Your instructions → Output the entries below again in full, requests included, from the line containing "Could you put a marker on the white wall" through the end of the entries, and rescale the answer coordinates by multiplying each by 0.3 and rounding to whole numbers, halves up. Keep the numbers in the requests and their format samples unchanged.

-- Start --

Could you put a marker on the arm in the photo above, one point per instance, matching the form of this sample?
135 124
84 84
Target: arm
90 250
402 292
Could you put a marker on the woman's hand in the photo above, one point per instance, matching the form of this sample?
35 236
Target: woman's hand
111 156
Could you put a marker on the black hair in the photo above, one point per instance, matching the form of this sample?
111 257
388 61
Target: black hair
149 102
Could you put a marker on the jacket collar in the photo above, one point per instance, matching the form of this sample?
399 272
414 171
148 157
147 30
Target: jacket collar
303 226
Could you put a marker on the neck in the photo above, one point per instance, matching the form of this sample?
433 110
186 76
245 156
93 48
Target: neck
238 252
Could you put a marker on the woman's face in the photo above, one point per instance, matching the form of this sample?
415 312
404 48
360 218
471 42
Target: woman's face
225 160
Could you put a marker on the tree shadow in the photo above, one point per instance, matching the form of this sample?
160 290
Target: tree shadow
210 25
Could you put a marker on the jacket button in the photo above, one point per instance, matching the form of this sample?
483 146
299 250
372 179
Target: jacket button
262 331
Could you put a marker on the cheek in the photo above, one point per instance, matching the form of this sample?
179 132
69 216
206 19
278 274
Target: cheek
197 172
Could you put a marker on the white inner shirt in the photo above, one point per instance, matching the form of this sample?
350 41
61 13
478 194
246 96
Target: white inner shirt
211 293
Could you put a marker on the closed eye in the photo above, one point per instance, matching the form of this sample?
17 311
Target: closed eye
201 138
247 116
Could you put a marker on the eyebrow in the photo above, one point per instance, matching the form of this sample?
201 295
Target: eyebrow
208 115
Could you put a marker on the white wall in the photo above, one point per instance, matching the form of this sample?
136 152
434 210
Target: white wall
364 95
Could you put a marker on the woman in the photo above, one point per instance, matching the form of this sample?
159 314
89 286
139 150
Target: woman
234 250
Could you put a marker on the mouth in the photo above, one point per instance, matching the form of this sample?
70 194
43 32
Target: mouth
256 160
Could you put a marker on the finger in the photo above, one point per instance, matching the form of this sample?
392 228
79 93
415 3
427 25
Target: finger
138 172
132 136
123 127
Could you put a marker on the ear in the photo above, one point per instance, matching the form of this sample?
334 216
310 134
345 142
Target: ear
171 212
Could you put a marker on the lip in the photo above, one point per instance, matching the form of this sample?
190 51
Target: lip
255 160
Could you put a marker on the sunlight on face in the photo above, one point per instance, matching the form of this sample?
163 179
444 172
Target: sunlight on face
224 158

-- End --

Written answer →
Could you put a marker on the white wall in the photo above, one point per instance, matching the form of this sample?
136 152
434 210
Target: white wall
109 29
Could you put a marker on the woman in the photo above, one point per instance, matching the form of this sample?
159 314
89 286
139 150
Target: woman
70 75
Could you put a marker on the mouth in the photo above, one point per instance, matching the form of this sample?
70 194
43 32
Target: mouth
77 48
Could you put a marker on the finger in the photo above, one point per instance, matching the form of this sample?
392 228
79 93
415 3
427 25
Target: finger
41 52
40 41
37 38
Could you put a marker on the ear in the photo above, one point per instance, matching the form of this sample?
334 216
310 134
345 142
Target: ear
51 64
Could you put a marker on the lip in the photo above, one point per instance, matching the form of this sample?
190 51
Target: lip
77 48
Could you put a marker on the sunlight on face in the photo above, one point per instance, matching the form of this sample?
163 179
444 172
Target: sunlight on face
67 47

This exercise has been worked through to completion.